SET TASK = Rename "Target" to "Object" throughout the records below and reproduce every line otherwise unchanged. Leave the pictures out of your answer.

Source records =
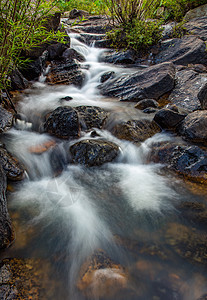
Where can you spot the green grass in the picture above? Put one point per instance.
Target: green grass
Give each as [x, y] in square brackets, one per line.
[93, 7]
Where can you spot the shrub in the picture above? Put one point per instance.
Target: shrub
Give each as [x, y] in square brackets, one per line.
[140, 35]
[21, 28]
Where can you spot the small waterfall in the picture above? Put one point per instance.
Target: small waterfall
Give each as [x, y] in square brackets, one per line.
[82, 208]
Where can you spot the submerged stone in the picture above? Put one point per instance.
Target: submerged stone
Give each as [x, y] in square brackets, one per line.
[93, 152]
[91, 117]
[63, 122]
[194, 127]
[152, 82]
[135, 130]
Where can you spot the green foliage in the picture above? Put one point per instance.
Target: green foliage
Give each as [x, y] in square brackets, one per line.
[126, 11]
[93, 7]
[138, 36]
[133, 30]
[176, 9]
[22, 27]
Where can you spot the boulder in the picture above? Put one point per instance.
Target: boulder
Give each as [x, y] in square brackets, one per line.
[66, 73]
[92, 153]
[91, 117]
[11, 166]
[187, 87]
[18, 82]
[90, 38]
[76, 13]
[107, 75]
[202, 96]
[63, 122]
[120, 57]
[145, 103]
[198, 27]
[36, 67]
[52, 22]
[194, 212]
[56, 50]
[100, 277]
[184, 51]
[187, 243]
[23, 279]
[135, 130]
[188, 161]
[194, 127]
[70, 54]
[168, 119]
[5, 119]
[150, 110]
[152, 82]
[198, 12]
[6, 233]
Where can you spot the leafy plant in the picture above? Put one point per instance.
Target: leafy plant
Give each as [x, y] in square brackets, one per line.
[93, 7]
[22, 27]
[138, 36]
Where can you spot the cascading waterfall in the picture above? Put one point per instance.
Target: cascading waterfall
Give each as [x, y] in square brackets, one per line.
[78, 206]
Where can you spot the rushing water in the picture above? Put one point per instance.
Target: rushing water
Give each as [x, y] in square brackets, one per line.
[122, 207]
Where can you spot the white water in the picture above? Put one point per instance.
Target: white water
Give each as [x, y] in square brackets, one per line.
[69, 200]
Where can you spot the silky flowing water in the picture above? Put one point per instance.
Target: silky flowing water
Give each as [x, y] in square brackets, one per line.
[126, 209]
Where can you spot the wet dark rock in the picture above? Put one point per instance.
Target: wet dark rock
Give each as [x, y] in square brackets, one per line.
[187, 243]
[187, 87]
[194, 127]
[198, 12]
[35, 68]
[198, 27]
[70, 54]
[5, 119]
[76, 13]
[58, 159]
[21, 279]
[56, 50]
[67, 98]
[189, 161]
[66, 73]
[120, 57]
[12, 167]
[90, 38]
[194, 212]
[93, 152]
[100, 277]
[203, 297]
[104, 43]
[63, 122]
[202, 96]
[6, 233]
[184, 51]
[152, 82]
[91, 117]
[18, 82]
[145, 103]
[150, 110]
[135, 130]
[52, 22]
[107, 75]
[168, 119]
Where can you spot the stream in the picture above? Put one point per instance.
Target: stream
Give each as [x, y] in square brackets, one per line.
[126, 212]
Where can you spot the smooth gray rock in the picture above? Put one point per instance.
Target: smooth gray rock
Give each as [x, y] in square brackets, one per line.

THE COMPLETED TASK =
Where can you spot the green grass in the picture above? Put one point per instance.
Object: green grass
Give each as [x, y] in square brackets, one per line.
[93, 7]
Where can you spot the shrub in the picture above? Put one point per instance.
Object: shrub
Give each as [x, y] in square brackets, one per line.
[140, 35]
[21, 28]
Where can you spot the small waterfall in the picture above? Put one point per instance.
Object: small waterfall
Give each as [x, y] in square brackets, one per line.
[82, 208]
Where can you spot the submerged stone in the picture above? Put one point per instance.
Object: submerged stone
Give each as [x, y] in square brackets, one per line.
[93, 152]
[91, 117]
[63, 122]
[194, 127]
[152, 82]
[135, 130]
Where can you spot the green foliage in the picture above? Put one point per instance.
Object: green foliage
Give each as [x, y] in square brackets, one per line.
[126, 11]
[93, 7]
[138, 36]
[133, 30]
[176, 9]
[22, 27]
Where can you spot the boulder in the picture above? Put one point per instance.
Object: boulder
Give each as [x, y] in square brackets, one per line.
[66, 73]
[92, 153]
[91, 117]
[11, 166]
[187, 87]
[18, 82]
[90, 38]
[76, 13]
[107, 75]
[202, 96]
[63, 122]
[120, 57]
[145, 103]
[198, 27]
[36, 67]
[52, 22]
[194, 212]
[56, 50]
[100, 277]
[184, 51]
[187, 243]
[23, 279]
[135, 130]
[188, 161]
[194, 127]
[70, 54]
[168, 119]
[5, 119]
[150, 110]
[152, 82]
[198, 12]
[6, 233]
Where can you spot the leafy plant in the picture above? Put one point per instance.
Object: leafy plant
Give each as [x, y] in square brackets, one per line.
[93, 7]
[22, 27]
[138, 36]
Where can you spot the cascading waterfall in the picture above? Put one point per instance.
Object: cascading waterfall
Give each as [x, y] in square brackets, one per line.
[78, 206]
Where can you spot the rushing water in the picture above? Put one point per instance.
Object: rushing water
Give each as [x, y] in square brackets, one per line.
[122, 207]
Where can you spot the white water in the picture above? Put one point per instance.
Object: white water
Give each as [x, y] in square brackets, one per line.
[69, 200]
Where can you spot the silky flowing water in the picture above? Put one point per instance.
Object: silky flowing water
Give each as [x, y] in square brackets, one per line.
[126, 209]
Where can you spot the wet dark rock in the picture above? Put one point per instance.
Object: wet dark rock
Give each as [x, y] in square brackets, one per line.
[187, 243]
[187, 87]
[194, 127]
[198, 12]
[35, 68]
[198, 27]
[70, 54]
[5, 119]
[76, 13]
[58, 159]
[21, 279]
[56, 50]
[67, 98]
[189, 161]
[66, 73]
[120, 57]
[12, 167]
[90, 38]
[194, 212]
[93, 152]
[100, 277]
[203, 297]
[104, 43]
[63, 122]
[202, 96]
[6, 233]
[184, 51]
[152, 82]
[91, 117]
[18, 82]
[145, 103]
[150, 110]
[135, 130]
[52, 22]
[107, 75]
[168, 119]
Where can you spot the stream in the picture above? Put one point per instance.
Object: stream
Give each as [x, y] in square brackets, one per line.
[126, 212]
Where can you spot the smooth gray rock in the picture above? Put one point per instance.
Object: smooth gray rock
Give each as [x, y] in square brackets, one per line.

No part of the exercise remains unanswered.